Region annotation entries

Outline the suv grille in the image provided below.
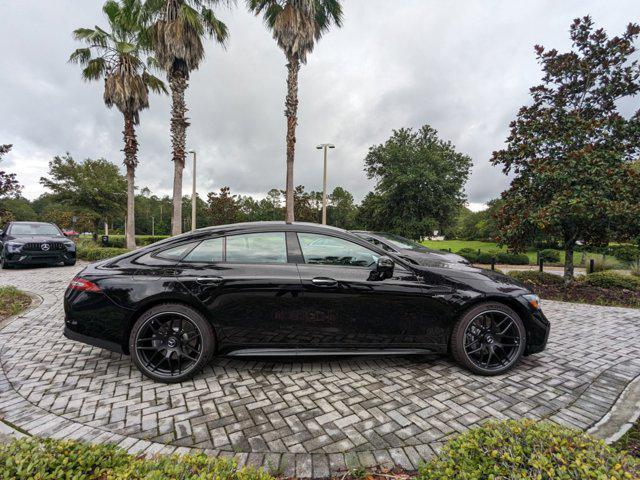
[22,242,65,252]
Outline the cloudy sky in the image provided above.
[0,0,640,211]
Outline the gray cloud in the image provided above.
[0,0,640,207]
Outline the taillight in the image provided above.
[69,277,101,292]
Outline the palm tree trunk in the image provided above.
[169,71,189,235]
[122,114,138,249]
[284,59,300,223]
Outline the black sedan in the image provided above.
[0,222,76,268]
[64,222,549,382]
[351,230,469,266]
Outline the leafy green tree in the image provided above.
[146,0,229,235]
[492,17,640,281]
[40,154,127,231]
[0,145,22,198]
[327,187,358,230]
[247,0,342,222]
[359,125,471,238]
[69,0,166,248]
[207,187,240,225]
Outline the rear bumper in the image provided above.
[64,326,124,353]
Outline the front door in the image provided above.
[298,233,434,348]
[178,232,301,350]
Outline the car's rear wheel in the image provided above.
[451,302,527,375]
[129,303,215,383]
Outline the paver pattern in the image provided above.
[0,266,640,477]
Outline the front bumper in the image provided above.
[4,251,76,265]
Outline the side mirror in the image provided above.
[376,255,396,280]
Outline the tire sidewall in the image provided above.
[129,304,215,383]
[451,302,527,375]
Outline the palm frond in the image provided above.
[82,57,107,80]
[69,48,91,65]
[201,7,229,45]
[142,71,168,95]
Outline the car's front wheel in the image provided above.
[451,302,527,375]
[129,303,215,383]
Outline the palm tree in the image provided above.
[146,0,229,235]
[247,0,342,222]
[69,0,167,248]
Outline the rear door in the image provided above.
[177,231,301,349]
[297,232,433,348]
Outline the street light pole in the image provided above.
[316,143,336,225]
[189,150,196,231]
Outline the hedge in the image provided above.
[417,419,640,480]
[538,248,560,263]
[582,271,640,291]
[456,248,529,265]
[76,244,129,262]
[508,270,564,286]
[0,437,273,480]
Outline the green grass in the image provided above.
[422,240,624,268]
[0,286,31,320]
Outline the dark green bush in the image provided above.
[610,245,640,263]
[497,252,529,265]
[76,244,129,262]
[509,270,564,286]
[538,248,560,263]
[0,438,273,480]
[417,419,640,480]
[582,271,640,290]
[456,247,478,263]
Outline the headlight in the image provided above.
[4,242,22,252]
[522,294,540,310]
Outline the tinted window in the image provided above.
[298,233,378,267]
[227,232,287,263]
[183,238,222,263]
[9,223,62,235]
[154,242,194,260]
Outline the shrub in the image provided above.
[76,245,129,262]
[593,257,618,272]
[417,419,640,480]
[456,247,478,263]
[0,438,273,480]
[611,245,640,263]
[582,271,640,290]
[538,248,560,263]
[508,270,564,286]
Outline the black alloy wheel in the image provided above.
[129,304,214,383]
[451,303,526,375]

SHORT TASK — Count the lines in the material above that contain the word "front". Reply with only the number.

SOLUTION FOR THIS EXERCISE — 3